Stored records
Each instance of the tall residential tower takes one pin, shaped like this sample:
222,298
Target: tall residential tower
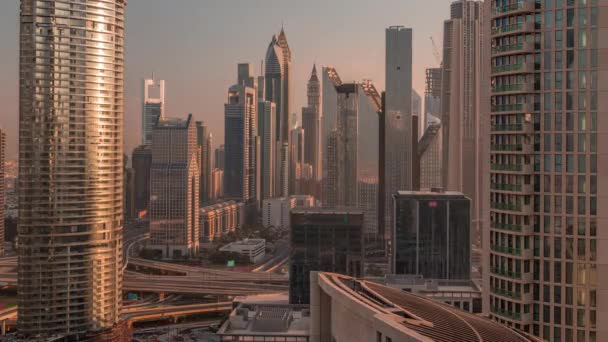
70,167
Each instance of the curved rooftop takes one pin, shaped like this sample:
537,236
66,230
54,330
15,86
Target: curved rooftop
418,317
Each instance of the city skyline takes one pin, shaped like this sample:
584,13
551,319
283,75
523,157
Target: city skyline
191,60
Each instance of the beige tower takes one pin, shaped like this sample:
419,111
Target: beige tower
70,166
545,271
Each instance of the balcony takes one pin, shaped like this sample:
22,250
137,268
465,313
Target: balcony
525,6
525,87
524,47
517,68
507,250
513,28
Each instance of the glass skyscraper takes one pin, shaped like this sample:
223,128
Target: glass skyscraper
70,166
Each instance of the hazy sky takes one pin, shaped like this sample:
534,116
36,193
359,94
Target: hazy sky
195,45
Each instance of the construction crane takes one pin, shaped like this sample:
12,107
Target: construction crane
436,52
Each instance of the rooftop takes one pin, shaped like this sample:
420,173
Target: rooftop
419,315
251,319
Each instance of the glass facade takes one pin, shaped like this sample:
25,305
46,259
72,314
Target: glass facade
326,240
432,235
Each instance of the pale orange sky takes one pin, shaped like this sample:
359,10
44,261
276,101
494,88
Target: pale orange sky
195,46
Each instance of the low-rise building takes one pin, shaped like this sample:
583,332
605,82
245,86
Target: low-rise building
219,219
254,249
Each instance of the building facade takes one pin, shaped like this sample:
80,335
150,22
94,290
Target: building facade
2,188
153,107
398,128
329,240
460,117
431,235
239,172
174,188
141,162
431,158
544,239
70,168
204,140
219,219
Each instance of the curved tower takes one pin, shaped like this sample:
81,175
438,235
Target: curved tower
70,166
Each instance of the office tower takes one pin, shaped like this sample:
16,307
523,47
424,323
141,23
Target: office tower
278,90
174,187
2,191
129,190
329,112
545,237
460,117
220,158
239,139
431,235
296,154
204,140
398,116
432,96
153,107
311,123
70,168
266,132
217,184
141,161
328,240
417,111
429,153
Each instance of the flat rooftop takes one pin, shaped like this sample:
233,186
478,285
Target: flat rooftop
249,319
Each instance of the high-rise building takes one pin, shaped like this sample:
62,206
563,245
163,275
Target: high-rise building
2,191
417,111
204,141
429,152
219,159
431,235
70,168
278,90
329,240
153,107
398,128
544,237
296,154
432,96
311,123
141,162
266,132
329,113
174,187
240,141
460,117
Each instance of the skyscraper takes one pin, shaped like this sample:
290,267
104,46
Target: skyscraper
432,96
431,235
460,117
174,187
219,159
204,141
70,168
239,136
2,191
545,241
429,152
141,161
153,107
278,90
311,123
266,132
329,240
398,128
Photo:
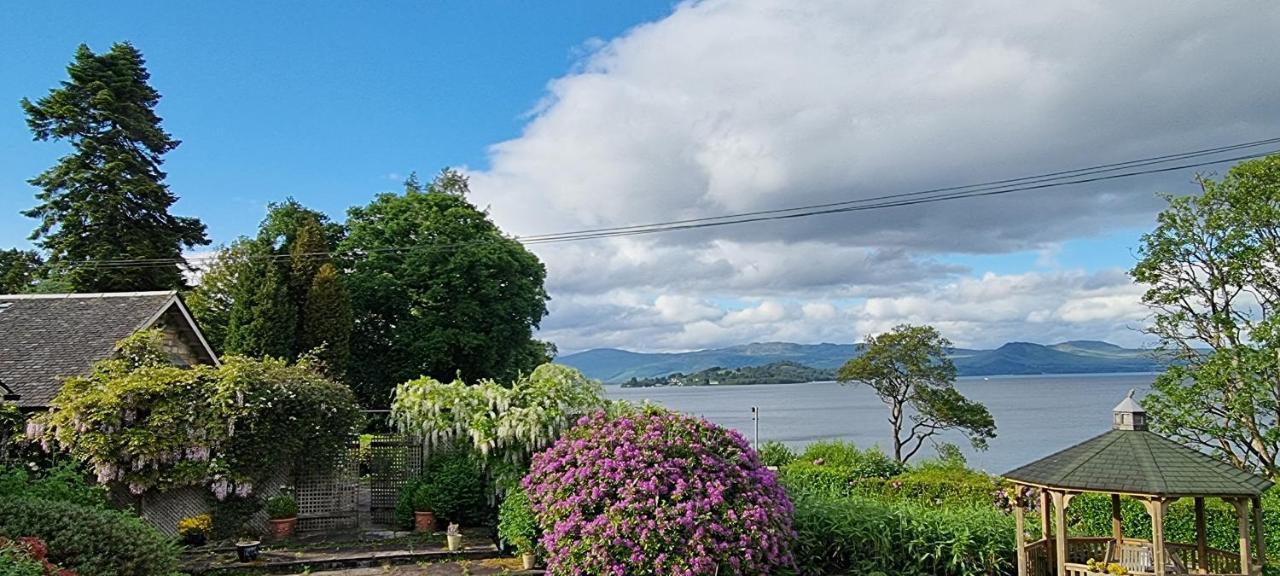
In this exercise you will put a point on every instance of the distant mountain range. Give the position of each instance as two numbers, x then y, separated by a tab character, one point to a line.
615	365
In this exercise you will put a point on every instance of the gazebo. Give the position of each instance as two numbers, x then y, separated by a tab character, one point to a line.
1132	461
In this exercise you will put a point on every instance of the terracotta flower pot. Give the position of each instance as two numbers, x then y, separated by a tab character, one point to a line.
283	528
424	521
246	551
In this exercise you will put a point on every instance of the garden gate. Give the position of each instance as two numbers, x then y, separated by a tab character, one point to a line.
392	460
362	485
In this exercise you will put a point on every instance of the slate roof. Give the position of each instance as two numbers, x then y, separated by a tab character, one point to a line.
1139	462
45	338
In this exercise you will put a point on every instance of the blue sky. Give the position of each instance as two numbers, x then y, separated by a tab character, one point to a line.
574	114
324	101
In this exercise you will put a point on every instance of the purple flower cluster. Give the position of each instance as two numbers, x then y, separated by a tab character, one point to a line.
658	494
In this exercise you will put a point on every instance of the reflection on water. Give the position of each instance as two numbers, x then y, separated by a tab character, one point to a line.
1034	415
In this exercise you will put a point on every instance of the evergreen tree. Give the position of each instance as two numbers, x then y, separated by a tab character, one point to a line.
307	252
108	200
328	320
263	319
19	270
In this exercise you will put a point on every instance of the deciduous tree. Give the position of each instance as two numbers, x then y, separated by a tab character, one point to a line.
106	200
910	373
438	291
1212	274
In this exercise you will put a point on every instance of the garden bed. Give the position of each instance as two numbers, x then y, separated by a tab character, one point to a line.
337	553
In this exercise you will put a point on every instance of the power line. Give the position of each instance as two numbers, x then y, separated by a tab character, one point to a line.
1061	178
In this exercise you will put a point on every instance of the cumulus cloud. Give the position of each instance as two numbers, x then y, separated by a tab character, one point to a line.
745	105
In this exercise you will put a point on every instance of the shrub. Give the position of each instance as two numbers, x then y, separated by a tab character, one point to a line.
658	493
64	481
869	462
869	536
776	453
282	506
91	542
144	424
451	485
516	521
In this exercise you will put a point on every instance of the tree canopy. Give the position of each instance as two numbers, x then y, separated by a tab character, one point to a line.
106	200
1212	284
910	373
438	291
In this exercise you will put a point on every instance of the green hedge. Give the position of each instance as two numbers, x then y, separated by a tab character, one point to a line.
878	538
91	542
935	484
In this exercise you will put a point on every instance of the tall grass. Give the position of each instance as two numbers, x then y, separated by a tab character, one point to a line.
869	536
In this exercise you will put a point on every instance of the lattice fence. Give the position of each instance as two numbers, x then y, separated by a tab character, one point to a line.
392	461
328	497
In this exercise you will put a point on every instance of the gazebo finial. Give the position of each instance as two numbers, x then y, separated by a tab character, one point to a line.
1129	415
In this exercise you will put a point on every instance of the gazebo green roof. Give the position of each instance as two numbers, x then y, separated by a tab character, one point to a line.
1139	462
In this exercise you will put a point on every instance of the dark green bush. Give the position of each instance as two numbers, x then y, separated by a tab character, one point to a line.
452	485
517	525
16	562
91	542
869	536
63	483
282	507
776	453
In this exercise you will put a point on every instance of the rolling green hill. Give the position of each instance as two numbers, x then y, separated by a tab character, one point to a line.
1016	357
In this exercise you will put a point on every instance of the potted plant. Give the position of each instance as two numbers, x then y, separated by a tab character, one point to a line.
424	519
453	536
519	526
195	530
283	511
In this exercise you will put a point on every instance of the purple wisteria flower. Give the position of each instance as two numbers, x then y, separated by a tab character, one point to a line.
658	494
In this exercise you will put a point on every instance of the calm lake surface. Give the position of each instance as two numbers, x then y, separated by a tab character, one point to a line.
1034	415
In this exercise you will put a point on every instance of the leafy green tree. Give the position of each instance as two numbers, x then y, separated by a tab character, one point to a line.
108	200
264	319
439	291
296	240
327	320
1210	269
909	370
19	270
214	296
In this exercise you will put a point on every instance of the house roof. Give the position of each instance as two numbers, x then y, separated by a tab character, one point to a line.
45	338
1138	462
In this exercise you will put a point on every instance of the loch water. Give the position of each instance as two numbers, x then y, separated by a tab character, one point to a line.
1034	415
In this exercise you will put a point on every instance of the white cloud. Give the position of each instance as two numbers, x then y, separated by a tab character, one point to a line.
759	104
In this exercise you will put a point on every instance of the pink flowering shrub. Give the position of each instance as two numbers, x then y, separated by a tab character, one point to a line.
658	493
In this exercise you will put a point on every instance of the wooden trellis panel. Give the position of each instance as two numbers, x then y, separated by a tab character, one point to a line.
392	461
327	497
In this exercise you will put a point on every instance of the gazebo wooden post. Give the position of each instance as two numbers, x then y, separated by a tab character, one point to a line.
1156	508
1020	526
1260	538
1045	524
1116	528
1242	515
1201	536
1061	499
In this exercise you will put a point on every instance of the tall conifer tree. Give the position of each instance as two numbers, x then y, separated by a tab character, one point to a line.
...
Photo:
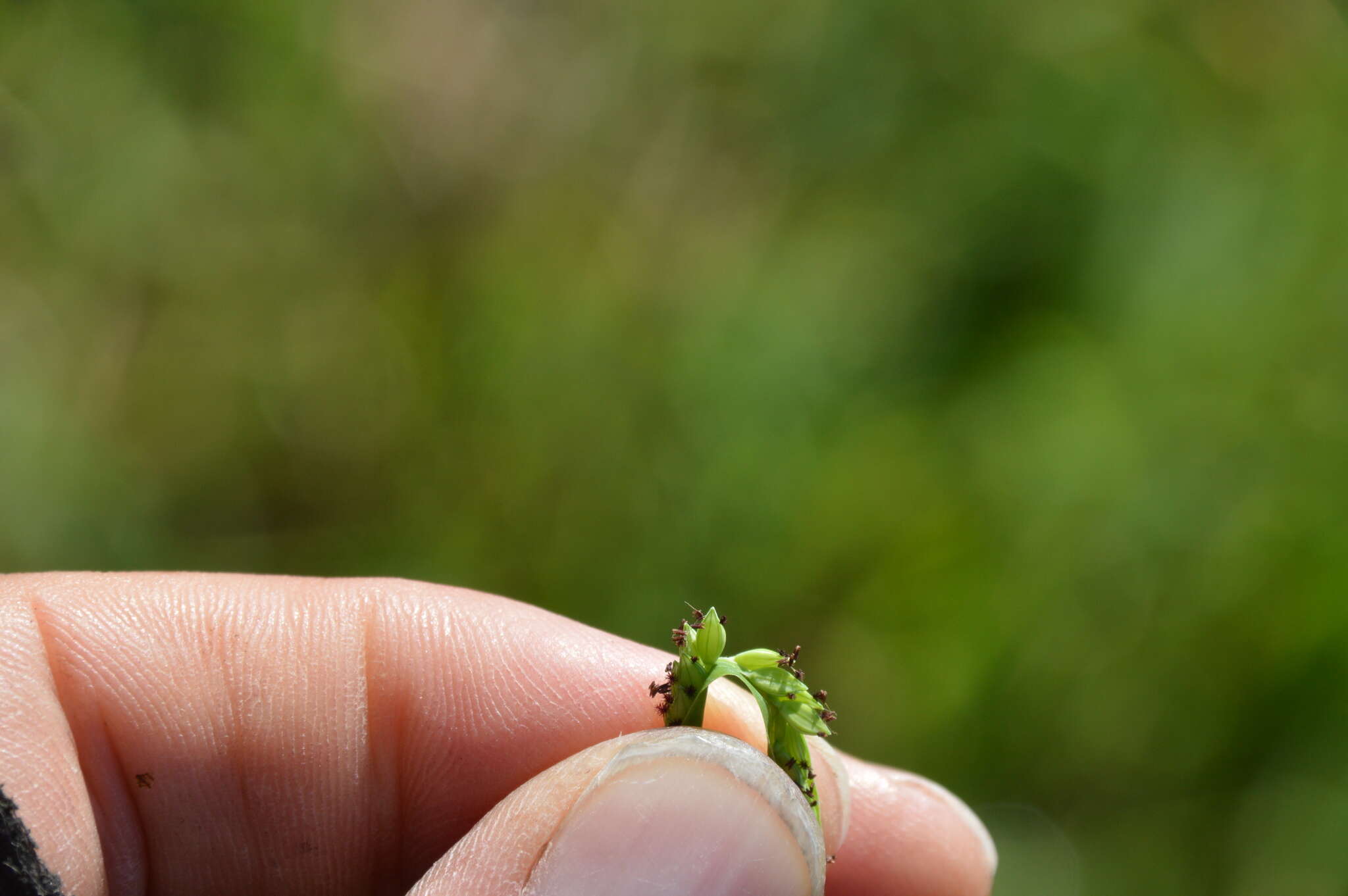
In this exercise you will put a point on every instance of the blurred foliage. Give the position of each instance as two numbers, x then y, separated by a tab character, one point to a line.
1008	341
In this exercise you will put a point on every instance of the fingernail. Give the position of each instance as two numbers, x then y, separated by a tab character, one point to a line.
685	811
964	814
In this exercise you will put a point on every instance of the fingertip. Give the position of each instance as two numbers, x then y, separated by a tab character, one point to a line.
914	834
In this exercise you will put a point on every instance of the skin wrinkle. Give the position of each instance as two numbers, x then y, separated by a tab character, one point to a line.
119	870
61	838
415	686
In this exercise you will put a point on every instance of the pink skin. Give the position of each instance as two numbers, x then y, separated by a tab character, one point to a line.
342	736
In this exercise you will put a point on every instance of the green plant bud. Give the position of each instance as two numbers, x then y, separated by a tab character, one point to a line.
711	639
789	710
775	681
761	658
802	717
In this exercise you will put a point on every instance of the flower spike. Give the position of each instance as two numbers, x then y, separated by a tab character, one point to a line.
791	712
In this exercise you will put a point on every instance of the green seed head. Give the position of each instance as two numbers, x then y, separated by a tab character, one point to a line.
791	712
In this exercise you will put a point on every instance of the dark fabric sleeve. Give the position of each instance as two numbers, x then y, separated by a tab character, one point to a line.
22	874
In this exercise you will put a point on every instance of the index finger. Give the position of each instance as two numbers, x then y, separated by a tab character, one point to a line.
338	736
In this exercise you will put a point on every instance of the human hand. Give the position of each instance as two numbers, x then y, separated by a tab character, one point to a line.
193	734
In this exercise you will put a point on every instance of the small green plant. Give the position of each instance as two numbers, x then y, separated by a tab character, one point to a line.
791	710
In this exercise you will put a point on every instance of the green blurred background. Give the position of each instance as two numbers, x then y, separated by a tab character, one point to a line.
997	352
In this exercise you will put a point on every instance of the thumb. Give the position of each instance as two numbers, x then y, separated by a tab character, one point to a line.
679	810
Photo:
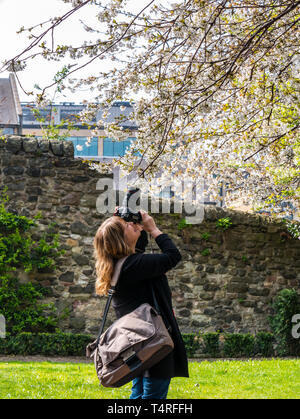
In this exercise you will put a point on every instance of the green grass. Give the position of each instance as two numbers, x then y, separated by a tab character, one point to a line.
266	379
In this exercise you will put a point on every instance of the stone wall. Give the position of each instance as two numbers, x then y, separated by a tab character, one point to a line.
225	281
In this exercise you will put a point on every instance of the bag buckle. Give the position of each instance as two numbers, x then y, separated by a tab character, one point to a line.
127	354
--
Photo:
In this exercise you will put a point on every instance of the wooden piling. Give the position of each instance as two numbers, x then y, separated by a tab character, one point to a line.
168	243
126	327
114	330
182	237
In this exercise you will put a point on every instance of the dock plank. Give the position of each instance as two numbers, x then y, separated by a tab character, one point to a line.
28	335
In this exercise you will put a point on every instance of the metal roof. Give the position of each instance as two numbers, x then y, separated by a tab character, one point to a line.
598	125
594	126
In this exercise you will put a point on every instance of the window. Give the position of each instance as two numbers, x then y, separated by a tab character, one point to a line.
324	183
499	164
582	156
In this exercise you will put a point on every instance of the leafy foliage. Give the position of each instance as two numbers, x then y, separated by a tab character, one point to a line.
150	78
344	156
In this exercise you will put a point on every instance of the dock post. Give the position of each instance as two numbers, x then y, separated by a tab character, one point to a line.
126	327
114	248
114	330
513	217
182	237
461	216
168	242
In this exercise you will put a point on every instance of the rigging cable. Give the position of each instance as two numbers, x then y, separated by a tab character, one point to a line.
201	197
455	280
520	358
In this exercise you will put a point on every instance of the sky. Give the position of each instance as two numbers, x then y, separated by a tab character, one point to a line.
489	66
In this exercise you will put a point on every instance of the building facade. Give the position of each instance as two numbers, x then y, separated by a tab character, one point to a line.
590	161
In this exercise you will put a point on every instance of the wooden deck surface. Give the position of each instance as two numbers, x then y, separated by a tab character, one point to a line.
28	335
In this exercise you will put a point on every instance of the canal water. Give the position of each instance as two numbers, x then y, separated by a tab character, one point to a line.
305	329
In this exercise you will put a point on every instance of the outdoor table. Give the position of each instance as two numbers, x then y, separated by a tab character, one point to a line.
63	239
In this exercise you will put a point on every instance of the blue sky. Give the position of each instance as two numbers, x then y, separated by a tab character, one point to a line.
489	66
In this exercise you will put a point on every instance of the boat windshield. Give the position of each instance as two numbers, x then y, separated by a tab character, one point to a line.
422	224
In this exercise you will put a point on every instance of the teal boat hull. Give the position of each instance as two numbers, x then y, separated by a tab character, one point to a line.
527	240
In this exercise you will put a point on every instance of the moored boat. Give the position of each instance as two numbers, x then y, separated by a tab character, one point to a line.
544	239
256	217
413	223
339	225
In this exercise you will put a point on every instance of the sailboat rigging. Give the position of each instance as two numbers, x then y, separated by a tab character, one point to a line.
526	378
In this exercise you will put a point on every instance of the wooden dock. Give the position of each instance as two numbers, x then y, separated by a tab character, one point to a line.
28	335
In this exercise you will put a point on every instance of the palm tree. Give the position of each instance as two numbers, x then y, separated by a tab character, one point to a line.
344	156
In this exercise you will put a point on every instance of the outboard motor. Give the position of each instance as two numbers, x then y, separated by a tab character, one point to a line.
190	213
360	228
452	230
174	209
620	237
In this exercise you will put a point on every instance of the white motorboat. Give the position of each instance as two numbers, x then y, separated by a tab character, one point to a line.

**PROMPT**: When you reach the line holding "the pink flowering" in the records above, begin reproducing exactly, stop after the line holding "the tall conifer", and output nothing else.

**COMPLETED TASK**:
In this exercise you will put a point on every instance of the pink flowering shrub. Give the position of each instance as two numbers, x then y, separated by a tab character, one point to a line.
658	493
In this exercise you will put a point on every instance of the wooden trellis panel. Give the position of each instance as two numbers, x then y, separated by a tab character, one point to a line.
392	461
327	497
In this exercise you will put a point on every instance of the gazebo wooden post. Give the position of each instance as two numbers, x then y, separated by a tab character, one point to a line.
1156	508
1020	526
1260	538
1045	524
1116	528
1242	515
1201	536
1061	499
In this exercise you will put a point on every instance of the tall conifer tree. Give the position of each instance as two numbers, x then y, separated by a tab character, one point to a line.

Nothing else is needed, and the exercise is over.